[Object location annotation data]
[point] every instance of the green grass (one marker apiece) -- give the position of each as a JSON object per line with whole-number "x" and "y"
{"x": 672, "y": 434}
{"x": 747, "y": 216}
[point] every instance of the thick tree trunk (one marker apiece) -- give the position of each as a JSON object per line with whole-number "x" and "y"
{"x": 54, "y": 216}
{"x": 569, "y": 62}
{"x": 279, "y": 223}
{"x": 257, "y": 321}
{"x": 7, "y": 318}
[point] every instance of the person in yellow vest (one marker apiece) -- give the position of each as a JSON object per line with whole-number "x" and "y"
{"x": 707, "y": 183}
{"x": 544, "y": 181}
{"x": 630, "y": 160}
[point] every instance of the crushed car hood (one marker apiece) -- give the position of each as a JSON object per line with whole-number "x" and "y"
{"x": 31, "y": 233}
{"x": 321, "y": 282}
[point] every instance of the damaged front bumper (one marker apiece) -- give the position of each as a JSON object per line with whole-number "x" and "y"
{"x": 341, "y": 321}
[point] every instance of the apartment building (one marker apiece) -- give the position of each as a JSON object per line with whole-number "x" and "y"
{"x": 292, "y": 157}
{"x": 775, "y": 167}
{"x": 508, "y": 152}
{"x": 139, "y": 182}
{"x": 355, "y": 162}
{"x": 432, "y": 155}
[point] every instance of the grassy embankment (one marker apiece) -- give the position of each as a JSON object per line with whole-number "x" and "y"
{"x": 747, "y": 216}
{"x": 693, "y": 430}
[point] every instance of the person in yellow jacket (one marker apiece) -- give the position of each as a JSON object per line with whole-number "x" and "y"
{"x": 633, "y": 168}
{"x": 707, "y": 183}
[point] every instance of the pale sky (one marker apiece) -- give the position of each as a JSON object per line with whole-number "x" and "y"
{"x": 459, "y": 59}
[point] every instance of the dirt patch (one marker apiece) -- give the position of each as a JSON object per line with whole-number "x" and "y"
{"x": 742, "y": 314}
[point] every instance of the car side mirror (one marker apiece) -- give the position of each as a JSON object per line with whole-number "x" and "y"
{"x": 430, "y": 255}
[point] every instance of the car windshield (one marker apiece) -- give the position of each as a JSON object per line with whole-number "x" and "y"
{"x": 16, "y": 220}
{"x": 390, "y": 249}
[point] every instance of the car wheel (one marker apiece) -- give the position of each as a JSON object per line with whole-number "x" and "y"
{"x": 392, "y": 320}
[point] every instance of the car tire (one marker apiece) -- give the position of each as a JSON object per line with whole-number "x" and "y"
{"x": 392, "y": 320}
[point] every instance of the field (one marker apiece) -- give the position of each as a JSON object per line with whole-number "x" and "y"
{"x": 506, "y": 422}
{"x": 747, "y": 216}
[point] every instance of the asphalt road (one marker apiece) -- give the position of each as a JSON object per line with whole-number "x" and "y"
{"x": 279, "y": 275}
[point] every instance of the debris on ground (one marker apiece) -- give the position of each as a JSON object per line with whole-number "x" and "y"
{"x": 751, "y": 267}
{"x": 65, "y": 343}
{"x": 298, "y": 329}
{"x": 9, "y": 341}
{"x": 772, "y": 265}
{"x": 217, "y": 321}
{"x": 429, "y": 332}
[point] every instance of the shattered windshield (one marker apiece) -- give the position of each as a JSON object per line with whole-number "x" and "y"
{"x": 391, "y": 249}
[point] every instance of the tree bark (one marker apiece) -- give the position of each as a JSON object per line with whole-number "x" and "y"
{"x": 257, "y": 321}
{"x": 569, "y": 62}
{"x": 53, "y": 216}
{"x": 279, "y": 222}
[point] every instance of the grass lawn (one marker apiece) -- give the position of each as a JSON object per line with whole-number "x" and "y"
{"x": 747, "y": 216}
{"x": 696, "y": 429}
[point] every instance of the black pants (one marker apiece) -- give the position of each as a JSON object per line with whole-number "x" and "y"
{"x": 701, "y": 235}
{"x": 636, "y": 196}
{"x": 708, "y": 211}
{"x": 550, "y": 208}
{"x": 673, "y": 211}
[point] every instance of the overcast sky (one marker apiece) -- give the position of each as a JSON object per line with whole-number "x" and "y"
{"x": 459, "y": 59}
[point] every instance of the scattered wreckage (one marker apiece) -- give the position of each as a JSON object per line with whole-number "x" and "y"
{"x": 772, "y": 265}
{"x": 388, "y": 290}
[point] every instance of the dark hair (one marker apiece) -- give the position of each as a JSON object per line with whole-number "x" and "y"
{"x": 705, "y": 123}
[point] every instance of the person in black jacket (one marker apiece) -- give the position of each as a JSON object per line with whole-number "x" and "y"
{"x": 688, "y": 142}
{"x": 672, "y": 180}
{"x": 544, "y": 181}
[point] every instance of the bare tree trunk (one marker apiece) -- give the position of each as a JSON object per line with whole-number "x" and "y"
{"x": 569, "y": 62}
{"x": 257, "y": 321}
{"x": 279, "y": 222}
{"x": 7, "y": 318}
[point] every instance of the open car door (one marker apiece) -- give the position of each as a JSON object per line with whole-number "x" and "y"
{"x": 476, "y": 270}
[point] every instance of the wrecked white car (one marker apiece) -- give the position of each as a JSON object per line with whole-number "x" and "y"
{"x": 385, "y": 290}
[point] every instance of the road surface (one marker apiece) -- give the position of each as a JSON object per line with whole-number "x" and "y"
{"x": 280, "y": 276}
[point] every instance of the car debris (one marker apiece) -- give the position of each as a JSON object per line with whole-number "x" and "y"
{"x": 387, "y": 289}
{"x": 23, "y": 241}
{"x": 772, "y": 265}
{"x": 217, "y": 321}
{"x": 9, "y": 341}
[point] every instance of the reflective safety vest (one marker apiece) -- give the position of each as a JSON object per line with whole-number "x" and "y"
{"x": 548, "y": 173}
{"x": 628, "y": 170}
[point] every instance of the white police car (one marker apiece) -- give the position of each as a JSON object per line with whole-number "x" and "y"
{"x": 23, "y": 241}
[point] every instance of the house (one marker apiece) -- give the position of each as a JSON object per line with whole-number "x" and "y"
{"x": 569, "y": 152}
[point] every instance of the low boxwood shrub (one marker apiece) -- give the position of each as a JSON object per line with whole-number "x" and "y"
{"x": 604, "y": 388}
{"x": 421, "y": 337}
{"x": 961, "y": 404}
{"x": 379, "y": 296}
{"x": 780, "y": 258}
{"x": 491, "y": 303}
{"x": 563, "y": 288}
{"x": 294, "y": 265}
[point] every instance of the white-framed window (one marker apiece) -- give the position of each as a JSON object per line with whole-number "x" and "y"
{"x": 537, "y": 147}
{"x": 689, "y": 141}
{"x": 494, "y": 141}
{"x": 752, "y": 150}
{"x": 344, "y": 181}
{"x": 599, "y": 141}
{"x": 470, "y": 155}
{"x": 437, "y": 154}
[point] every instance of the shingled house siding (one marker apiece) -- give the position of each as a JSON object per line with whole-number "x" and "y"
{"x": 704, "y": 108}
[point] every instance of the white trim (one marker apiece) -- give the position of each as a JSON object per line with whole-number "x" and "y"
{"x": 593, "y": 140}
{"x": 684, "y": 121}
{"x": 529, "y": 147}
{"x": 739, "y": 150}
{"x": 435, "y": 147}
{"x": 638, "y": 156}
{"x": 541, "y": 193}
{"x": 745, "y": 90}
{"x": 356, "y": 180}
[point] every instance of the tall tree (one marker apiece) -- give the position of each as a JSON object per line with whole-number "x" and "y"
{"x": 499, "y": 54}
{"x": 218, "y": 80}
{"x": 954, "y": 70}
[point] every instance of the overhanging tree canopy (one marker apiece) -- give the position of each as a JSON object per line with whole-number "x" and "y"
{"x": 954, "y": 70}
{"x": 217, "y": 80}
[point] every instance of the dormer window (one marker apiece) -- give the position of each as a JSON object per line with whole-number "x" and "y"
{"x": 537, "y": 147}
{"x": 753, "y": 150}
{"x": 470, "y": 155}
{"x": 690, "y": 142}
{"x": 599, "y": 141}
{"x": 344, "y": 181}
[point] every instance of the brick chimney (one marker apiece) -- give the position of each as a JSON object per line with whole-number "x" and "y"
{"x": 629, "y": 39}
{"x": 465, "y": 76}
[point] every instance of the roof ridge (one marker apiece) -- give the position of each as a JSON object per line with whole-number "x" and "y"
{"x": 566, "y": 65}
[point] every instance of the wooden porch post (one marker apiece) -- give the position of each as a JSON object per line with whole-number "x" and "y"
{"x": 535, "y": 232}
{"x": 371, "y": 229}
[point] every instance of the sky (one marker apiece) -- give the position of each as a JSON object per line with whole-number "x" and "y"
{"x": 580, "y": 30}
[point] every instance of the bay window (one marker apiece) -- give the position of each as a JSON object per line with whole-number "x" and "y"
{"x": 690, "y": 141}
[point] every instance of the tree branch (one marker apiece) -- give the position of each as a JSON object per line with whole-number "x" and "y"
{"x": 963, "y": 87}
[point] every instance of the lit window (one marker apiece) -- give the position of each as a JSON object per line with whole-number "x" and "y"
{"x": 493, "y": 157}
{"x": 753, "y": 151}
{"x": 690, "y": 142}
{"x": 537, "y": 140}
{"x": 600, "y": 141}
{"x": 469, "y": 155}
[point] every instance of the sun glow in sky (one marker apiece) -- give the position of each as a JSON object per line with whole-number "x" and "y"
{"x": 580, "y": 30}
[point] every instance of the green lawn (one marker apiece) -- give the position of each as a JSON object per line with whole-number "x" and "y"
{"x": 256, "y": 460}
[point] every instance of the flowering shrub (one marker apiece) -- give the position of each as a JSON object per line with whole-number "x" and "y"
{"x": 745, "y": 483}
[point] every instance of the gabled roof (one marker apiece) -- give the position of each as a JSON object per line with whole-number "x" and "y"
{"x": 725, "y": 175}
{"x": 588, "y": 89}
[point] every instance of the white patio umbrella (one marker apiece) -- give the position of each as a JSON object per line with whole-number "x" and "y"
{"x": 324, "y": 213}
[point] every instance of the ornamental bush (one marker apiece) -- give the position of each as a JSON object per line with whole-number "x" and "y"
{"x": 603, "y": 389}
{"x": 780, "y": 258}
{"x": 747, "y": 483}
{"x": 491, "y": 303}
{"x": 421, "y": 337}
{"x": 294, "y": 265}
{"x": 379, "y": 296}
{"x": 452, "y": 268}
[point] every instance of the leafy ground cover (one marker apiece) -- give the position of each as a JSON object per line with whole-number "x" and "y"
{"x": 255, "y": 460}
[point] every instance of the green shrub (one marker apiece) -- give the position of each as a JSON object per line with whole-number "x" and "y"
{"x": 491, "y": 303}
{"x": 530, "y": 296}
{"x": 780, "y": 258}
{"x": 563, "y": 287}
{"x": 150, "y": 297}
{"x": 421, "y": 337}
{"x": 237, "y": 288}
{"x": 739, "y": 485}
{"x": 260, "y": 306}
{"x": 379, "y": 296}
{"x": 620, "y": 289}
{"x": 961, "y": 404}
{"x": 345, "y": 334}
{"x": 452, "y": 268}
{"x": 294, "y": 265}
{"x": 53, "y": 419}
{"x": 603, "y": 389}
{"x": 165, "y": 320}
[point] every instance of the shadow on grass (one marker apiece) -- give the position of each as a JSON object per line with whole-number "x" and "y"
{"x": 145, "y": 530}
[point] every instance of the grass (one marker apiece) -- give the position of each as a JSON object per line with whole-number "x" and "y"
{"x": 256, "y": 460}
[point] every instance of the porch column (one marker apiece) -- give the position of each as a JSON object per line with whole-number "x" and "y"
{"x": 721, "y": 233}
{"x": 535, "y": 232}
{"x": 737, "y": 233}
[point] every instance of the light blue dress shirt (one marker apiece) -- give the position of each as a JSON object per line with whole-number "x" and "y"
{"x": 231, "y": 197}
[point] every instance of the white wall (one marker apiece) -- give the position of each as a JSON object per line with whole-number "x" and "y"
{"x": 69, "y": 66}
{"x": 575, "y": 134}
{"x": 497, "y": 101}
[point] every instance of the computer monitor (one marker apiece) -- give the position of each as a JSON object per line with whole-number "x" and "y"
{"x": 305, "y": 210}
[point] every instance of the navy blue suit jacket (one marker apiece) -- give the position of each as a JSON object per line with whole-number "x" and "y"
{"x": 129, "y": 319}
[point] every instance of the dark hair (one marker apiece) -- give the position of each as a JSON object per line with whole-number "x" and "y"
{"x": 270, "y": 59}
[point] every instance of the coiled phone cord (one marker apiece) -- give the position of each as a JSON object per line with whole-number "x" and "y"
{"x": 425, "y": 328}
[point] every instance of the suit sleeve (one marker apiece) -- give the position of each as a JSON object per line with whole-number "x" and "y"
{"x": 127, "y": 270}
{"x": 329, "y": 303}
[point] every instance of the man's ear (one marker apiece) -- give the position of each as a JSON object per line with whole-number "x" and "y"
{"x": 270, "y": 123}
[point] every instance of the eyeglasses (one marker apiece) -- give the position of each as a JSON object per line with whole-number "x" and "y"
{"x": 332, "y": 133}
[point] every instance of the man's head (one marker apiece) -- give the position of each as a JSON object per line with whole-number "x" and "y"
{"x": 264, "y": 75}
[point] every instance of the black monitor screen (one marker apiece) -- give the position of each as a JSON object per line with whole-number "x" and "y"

PROBLEM TO SOLVE: Begin at the line that contains "[point] every instance of the coiled" and continue through the end of the records, outputting each line as a numbered list with blank lines omitted.

COMPLETE RESPONSE:
1. [point] every instance of the coiled phone cord (one marker apiece) -- give the position of each as a JSON object per line with whole-number "x" and "y"
2. {"x": 425, "y": 328}
3. [point] every instance of the suit sleeve (one marker apiece) -- give the position of each as a JSON object per line with whole-number "x" and "y"
4. {"x": 127, "y": 270}
5. {"x": 329, "y": 303}
6. [point] every instance of the man's ear (one marker apiece) -- give the position of each as a JSON object per line with whole-number "x" and "y"
7. {"x": 270, "y": 123}
8. [point] every instance of the eyeglasses (one marker apiece) -- give the position of each as a JSON object per line with whole-number "x" and "y"
9. {"x": 332, "y": 133}
10. [point] every instance of the man's head (one marker apiece) -- give the position of each as a JSON object per line with whole-number "x" and "y"
11. {"x": 264, "y": 75}
12. [point] every instance of the black monitor screen (one marker apiece) -- give the position of each as a JSON object per line with whole-number "x" and "y"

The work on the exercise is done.